● Extracted text:
**********

1. Limited time only! Sign up for a free 30min personal tutor trial with Chegg Tutors
    Dismiss Notice
Dismiss Notice
Join Physics Forums Today!
The friendliest, high quality science and math community on the planet! Everyone who loves science is here!

Homework Help: Using induction technique in mathematical logic

  1. Oct 15, 2012 #1
    1. The problem statement, all variables and given/known data

    Prove the following LEMMA:
    For every proposition [itex]A[P_{1}, \dots, P_{n}][/itex] and any two interpretations [itex]v[/itex] and [itex]v'[/itex], if [itex]v(P_{i})=v'(P_{i})[/itex] for all [itex]i=1, \dots,n[/itex], then [itex]v^{*}(A)=v'^{*}(A)[/itex].

    2. Relevant equations

    3. The attempt at a solution

    Sure this is obviously an incredibly easy lemma to prove, but still I have problems with mathematical induction and I am not use to actually write proofs, so I would like to know if the following works and is decently written. So I am looking forward to your reply and... be nasty, thanks. :smile:

    The proof works on induction on the length of [itex]A[/itex].
    - Basis Step: In the case [itex]i=1[/itex] we have that [itex]A[/itex] is equal to [itex]P_{1}[/itex] and we have [itex]v(P_{1})=v'(P_{1})[/itex]. Hence, we have [itex]v^{*}(A)=v'^{*}(A)[/itex] and the lemma is proved for [itex]i=1[/itex].

**********

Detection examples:
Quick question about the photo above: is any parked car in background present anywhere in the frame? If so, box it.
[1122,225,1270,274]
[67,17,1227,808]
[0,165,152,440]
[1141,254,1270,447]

**********

● Exercises:
**1.** From the induction proof thread above, pull out the passage between "Prove the following" and "length of [itex]A[/itex].", inclusive.
**2.** Pick up the forum post about proving the lemma by induction right after its last sentence and keep writing it.

● Task responses:
**1.**
Prove the following LEMMA:
    For every proposition [itex]A[P_{1}, \dots, P_{n}][/itex] and any two interpretations [itex]v[/itex] and [itex]v'[/itex], if [itex]v(P_{i})=v'(P_{i})[/itex] for all [itex]i=1, \dots,n[/itex], then [itex]v^{*}(A)=v'^{*}(A)[/itex].

    2. Relevant equations

    3. The attempt at a solution

    Sure this is obviously an incredibly easy lemma to prove, but still I have problems with mathematical induction and I am not use to actually write proofs, so I would like to know if the following works and is decently written. So I am looking forward to your reply and... be nasty, thanks. :smile:

    The proof works on induction on the length of [itex]A[/itex].

**2.**
    - Inductive Step: We assume that, if [itex]v(P_{i})=v'(P_{i})[/itex] for all [itex]i=1, \dots, k[/itex] with [itex]k<n[/itex], then [itex]v^{*}(A)=v'^{*}(A)[/itex]. Now, for [itex]n[/itex] we have either [itex]v(P_{n})=v'(P_{n})[/itex] or [itex]v(P_{n}) \neq v'(P_{n})[/itex]. In particular, if [itex]v(P_{n})=v'(P_{n})[/itex], then [itex]v^{*}(A)=v'^{*}(A)[/itex] for the inductive step.
  2. jcsd
  3. Oct 16, 2012 #2
    To the admins of the site, is this a thread for the "Set, Logic, Probability" section?
  4. Oct 16, 2012 #3


    Staff: Mentor

    No, this is the right place for homework problems.
  5. Oct 16, 2012 #4


    Staff: Mentor

    A different way to approach this...
    Base case: n = 2
    The proposition is A[P1, P2], and by assumption v(P1) = v'(P1), and v(P2) = v'(P2). Then for this proposition, v*(A) = v'*(A).
    Induction hypothesis: Suppose that the statement is true for n = k. In other words, for the proposition A[P1, P2, ... , Pk], assume that v(Pi) = v'(Pi) for i = 1, 2, ..., k. Then v*(A) = v'*(A).

    Now let n = k + 1, with the proposition now being A[P1, P2, ... , Pk, Pk+1], where v(Pi) = v'(Pi) for i = 1, 2, ..., k, k + 1. The proposition can be broken into two parts, with [P1, P2, ..., Pk] being one part, and Pk+1 being the other. Use the induction hypothesis to show that for the first proposition here, v*(A) = v'*(A). Then use the base case (n = 2) to show that v*(A) = v'*(A) for the larger proposition.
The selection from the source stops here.